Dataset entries
--- --- ---

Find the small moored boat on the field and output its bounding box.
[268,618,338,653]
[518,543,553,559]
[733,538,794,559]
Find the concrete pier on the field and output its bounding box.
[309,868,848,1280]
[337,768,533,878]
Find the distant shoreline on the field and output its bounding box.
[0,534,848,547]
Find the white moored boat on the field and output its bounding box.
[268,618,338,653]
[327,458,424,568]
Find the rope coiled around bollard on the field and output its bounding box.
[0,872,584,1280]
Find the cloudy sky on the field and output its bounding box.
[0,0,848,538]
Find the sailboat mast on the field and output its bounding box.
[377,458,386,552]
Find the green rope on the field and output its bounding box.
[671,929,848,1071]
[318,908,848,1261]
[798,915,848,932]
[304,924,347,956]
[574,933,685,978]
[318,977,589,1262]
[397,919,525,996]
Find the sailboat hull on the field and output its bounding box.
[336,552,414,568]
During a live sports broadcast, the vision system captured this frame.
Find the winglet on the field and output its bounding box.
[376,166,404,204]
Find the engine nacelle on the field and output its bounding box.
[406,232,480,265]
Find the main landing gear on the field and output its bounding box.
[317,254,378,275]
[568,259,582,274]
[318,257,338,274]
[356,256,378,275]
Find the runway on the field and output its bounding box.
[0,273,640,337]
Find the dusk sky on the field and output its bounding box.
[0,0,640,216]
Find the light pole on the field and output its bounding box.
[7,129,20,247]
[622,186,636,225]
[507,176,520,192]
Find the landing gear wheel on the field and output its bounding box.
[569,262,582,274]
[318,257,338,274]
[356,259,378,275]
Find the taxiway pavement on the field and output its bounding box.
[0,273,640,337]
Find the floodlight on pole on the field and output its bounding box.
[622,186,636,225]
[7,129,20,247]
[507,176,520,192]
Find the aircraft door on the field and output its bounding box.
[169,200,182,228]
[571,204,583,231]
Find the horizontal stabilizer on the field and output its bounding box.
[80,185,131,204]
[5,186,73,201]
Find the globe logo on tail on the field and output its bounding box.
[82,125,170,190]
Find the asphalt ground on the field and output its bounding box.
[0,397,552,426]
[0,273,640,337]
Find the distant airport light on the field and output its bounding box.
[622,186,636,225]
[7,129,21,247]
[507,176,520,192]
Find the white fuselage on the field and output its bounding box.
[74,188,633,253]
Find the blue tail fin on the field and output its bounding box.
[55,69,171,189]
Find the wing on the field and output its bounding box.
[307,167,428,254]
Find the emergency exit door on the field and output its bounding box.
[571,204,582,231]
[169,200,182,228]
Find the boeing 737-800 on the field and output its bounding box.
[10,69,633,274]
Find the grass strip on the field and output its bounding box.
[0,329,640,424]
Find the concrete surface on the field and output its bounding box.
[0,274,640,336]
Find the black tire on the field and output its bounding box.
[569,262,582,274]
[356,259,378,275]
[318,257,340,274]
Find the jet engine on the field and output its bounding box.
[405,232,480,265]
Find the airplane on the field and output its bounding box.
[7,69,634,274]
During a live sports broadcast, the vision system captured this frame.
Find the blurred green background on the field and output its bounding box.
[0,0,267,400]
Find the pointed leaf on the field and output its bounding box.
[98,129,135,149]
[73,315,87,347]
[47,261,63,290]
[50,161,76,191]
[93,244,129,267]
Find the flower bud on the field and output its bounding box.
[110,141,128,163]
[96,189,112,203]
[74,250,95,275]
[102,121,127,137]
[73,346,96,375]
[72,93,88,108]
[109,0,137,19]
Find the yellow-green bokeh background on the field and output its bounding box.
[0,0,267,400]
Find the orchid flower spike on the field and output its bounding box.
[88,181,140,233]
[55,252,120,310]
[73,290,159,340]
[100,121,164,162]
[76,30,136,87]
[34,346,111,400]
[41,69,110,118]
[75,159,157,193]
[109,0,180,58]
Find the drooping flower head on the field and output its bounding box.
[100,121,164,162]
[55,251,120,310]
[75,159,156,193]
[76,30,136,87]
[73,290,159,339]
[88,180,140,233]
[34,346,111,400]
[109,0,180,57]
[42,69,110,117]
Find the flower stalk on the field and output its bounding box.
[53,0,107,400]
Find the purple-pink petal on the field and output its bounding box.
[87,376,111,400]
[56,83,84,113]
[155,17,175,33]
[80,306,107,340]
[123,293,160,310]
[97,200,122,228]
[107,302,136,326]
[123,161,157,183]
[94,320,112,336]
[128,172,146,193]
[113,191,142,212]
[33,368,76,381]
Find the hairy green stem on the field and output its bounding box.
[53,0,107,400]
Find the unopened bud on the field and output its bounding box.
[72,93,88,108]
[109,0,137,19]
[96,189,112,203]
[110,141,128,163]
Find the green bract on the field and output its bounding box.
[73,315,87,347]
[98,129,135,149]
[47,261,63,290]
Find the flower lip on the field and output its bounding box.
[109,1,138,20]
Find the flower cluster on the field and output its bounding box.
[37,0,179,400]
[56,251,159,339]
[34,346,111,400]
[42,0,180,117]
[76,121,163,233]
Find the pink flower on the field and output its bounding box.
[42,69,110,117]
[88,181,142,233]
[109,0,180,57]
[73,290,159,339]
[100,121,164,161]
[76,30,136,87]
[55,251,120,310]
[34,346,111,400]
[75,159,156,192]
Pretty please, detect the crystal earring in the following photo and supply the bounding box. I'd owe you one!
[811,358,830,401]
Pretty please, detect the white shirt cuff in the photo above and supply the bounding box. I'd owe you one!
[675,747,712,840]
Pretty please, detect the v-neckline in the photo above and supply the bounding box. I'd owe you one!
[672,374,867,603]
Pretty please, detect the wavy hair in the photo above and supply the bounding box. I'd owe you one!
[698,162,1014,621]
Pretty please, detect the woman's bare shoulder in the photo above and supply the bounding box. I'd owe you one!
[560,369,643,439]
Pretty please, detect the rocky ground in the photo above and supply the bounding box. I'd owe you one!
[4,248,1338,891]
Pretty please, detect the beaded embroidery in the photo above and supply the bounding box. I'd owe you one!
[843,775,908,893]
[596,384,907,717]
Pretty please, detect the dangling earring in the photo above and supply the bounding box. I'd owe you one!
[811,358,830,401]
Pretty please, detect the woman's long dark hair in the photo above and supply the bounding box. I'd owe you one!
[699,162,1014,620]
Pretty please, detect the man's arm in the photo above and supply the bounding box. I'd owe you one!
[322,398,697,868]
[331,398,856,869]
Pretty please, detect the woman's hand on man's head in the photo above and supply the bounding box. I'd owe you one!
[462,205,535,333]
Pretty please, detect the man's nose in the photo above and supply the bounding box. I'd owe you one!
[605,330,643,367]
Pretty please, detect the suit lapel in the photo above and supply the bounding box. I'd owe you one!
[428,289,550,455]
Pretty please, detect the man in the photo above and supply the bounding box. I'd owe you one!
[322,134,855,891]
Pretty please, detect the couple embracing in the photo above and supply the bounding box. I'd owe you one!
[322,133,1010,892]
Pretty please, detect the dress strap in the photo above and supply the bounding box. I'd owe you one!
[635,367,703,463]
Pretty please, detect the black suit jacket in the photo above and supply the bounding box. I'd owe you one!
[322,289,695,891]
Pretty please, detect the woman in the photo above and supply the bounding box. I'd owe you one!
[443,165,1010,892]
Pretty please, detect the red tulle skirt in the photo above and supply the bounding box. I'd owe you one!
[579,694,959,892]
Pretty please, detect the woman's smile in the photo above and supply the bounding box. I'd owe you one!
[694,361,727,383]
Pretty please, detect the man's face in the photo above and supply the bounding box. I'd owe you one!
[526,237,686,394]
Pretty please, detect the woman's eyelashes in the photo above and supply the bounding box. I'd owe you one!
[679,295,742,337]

--- --- ---

**Exercise details:**
Please rewrite all of the data, swapping each "bounding box" for "coordinates" and leaving everything else unchanged.

**Task answer:**
Find the small moored boat on the field and output its coordinates.
[268,618,338,653]
[518,543,553,559]
[733,538,794,559]
Find the concrete pier on the field and output its coordinates.
[309,868,848,1280]
[337,768,533,878]
Find the distant shoreline on the field and output its coordinates.
[0,534,848,547]
Find the white moored boat on the field and output its coordinates.
[268,618,338,653]
[327,458,424,568]
Find the rope coiled around bollard on the field and output its coordinates.
[0,872,584,1280]
Find the cloudy sky on the field and output its coordinates.
[0,0,848,538]
Find the sailboat mast on the field and output its coordinates.
[377,458,386,552]
Find the green rope on the field and output its coordinates.
[671,929,848,1071]
[318,908,848,1261]
[798,915,848,932]
[304,924,347,956]
[574,933,685,978]
[318,977,589,1262]
[397,919,525,996]
Find the sailboat hull on the field and output its coordinates.
[336,552,414,568]
During a live sports broadcast, the vision system captured this frame.
Find the winglet on the field and output its coordinates.
[376,166,404,204]
Find the engine nacelle on the field and output its coordinates.
[406,232,480,265]
Find the main landing gear on the field and output its coordinates.
[317,254,378,275]
[568,259,582,274]
[318,257,338,274]
[356,256,378,275]
Find the runway on the field and output its coordinates.
[0,273,640,337]
Find the dusk sky on the field and output its coordinates.
[0,0,640,216]
Find the light pole on the field and output its coordinates.
[7,129,20,247]
[622,186,636,225]
[507,176,520,192]
Find the landing gear wheel on the field and output its coordinates.
[569,262,582,274]
[318,257,338,274]
[356,259,378,275]
Find the taxiway pavement on the field and output its coordinates.
[0,273,640,337]
Find the floodlight on pole on the field and output its coordinates.
[622,186,636,225]
[7,129,20,247]
[507,176,520,192]
Find the aircraft door on the field and output its coordinates.
[169,200,182,228]
[571,204,583,231]
Find the horizontal stabilizer on the field and output its coordinates.
[80,185,131,204]
[5,186,73,201]
Find the globe logo on tail on the field and output its coordinates.
[82,125,170,190]
Find the asphalt ground on the field and output its coordinates.
[0,397,552,426]
[0,273,640,337]
Find the distant airport light on the field and output its coordinates.
[622,186,636,225]
[7,129,21,247]
[507,176,520,192]
Find the white fuselage on the field and output its coordinates.
[74,188,633,253]
Find the blue tail fin on the field and output its coordinates.
[55,69,171,189]
Find the wing on the field and output its coordinates.
[307,167,428,254]
Find the emergency exit door on the field and output its coordinates.
[571,204,582,231]
[169,200,182,228]
Find the boeing 737-800 on the field and output its coordinates.
[10,69,633,274]
Find the grass strip on the field and output its coordinates.
[0,329,640,424]
Find the concrete surface on the field and output its coordinates.
[0,274,640,336]
Find the black tire on the field and output its coordinates.
[569,262,582,274]
[356,259,378,275]
[318,257,340,274]
Find the jet engine on the field and output its coordinates.
[405,232,480,265]
Find the airplane on the field and output its coordinates.
[7,69,634,274]
During a live sports broadcast, the vision system captured this frame.
Find the blurred green background on the field and output its coordinates.
[0,0,267,400]
Find the pointed leaf on the field and output its coordinates.
[98,129,135,149]
[73,315,87,347]
[47,261,63,290]
[50,161,76,191]
[93,244,129,267]
Find the flower bud on the field and output its coordinates.
[110,141,128,163]
[96,189,112,203]
[74,250,95,275]
[102,121,127,137]
[73,346,96,375]
[72,93,88,108]
[109,0,137,19]
Find the yellow-green bokeh background on the field and output its coordinates.
[0,0,267,400]
Find the orchid flower spike on the field and output its coordinates.
[88,181,140,233]
[55,252,120,310]
[73,290,159,340]
[100,121,164,162]
[76,30,136,87]
[34,346,111,400]
[41,69,110,118]
[75,159,157,193]
[109,0,180,58]
Find the drooping flower head on the field and output its coordinates.
[100,121,164,162]
[55,251,120,310]
[75,159,156,193]
[76,30,136,87]
[73,290,159,339]
[88,180,140,233]
[34,346,111,400]
[109,0,180,57]
[42,69,110,117]
Find the flower stalk on the field and output its coordinates.
[53,0,107,400]
Find the purple-pink petal on the field and output its coordinates.
[87,376,111,400]
[56,83,84,113]
[155,17,175,33]
[80,306,107,340]
[123,293,160,310]
[97,200,122,228]
[107,302,136,326]
[123,161,157,183]
[94,320,112,336]
[128,172,146,193]
[113,191,142,212]
[33,368,76,381]
Find the hairy green stem on the field and output its coordinates.
[53,0,107,400]
Find the unopened bud on the field and output its coordinates.
[72,93,88,108]
[109,0,137,19]
[96,189,112,203]
[110,141,128,163]
Find the green bract on the field and output its coordinates.
[73,315,87,347]
[98,129,135,149]
[47,261,63,290]
Find the flower lip on the field and output its coordinates.
[109,1,138,20]
Find the flower cluster on the field and output its coordinates.
[37,0,179,400]
[56,251,159,339]
[34,346,111,400]
[42,0,180,117]
[76,121,163,233]
Find the pink flower on the field and output its coordinates.
[42,69,110,117]
[88,181,142,233]
[109,0,180,57]
[73,290,159,339]
[100,121,164,161]
[76,30,136,87]
[55,251,120,310]
[34,346,111,400]
[75,159,156,192]
Pretty please, detect the crystal earring in the following photo and supply the coordinates. I'd owe you one!
[811,358,830,401]
Pretty please, detect the white shirt cuff in the photo above and supply the coordinates. I'd owe you one!
[675,747,712,840]
Pretty please, detect the v-neckline in the photo above and supply the coordinates. I'd owe you one!
[672,374,867,603]
Pretty please, detect the wavy hair in the photo above and supply the coordinates. I'd owe you one!
[698,162,1014,621]
Pretty please, detect the woman's bare shoulder in the photo above and supply the coordinates. I'd owe you one!
[560,369,643,439]
Pretty please, detect the rocky ground in the photo above and supply the coordinates. I'd owe you one!
[4,248,1338,891]
Pretty please, detect the beaded embroidery in the photo above and supply the coordinates. I'd owe you one!
[843,775,908,893]
[596,384,907,717]
Pretty please, detect the dangling earring in the photo above and supply the coordinates. I'd owe you one!
[811,358,830,401]
Pretty please, detect the woman's long dark hair in the photo above and supply the coordinates. I'd owe you one!
[699,162,1014,620]
Pretty please, detect the man's arm in the photo above and supply the coordinates. I'd owe you one!
[322,398,697,868]
[331,398,856,869]
Pretty please, detect the woman's hand on man's head in the photo above and supply the coordinates. I'd owe you one!
[462,205,535,333]
Pretty please, detect the man's nose in the photo above and supply the coordinates. I'd owe you one!
[605,330,643,367]
Pretty please, detect the suit lapel in the photo above and supply the coordinates. I'd owe you one!
[428,289,550,455]
Pretty please, detect the man in the photo above and supply the coordinates. I'd owe you one!
[322,134,855,891]
Pretty please, detect the couple embracing in the photo above and supply the coordinates. I'd owe you one!
[322,133,1010,892]
Pretty please, detect the dress strap in the photo above and supply the coordinates. I'd owe you one!
[635,367,703,463]
Pretty please, detect the black suit jacket in the photo above and supply the coordinates. I'd owe you one!
[322,289,695,891]
Pretty please, detect the woman in the photo above and supply the coordinates. I'd owe you one!
[443,165,1010,892]
Pretty please, detect the red tulle skirt in the photo above and supply the coordinates. I'd owe you one!
[579,694,959,892]
Pretty please, detect the woman's smile in the photo above and supply the coordinates. I'd owe you one!
[694,361,727,383]
Pretty please, detect the man's face in the photo above and supply the coordinates. I'd owe you one!
[526,237,686,394]
Pretty please, detect the woman's eyelashes in the photo above and supply the coordinates. I'd owe you one!
[679,295,742,337]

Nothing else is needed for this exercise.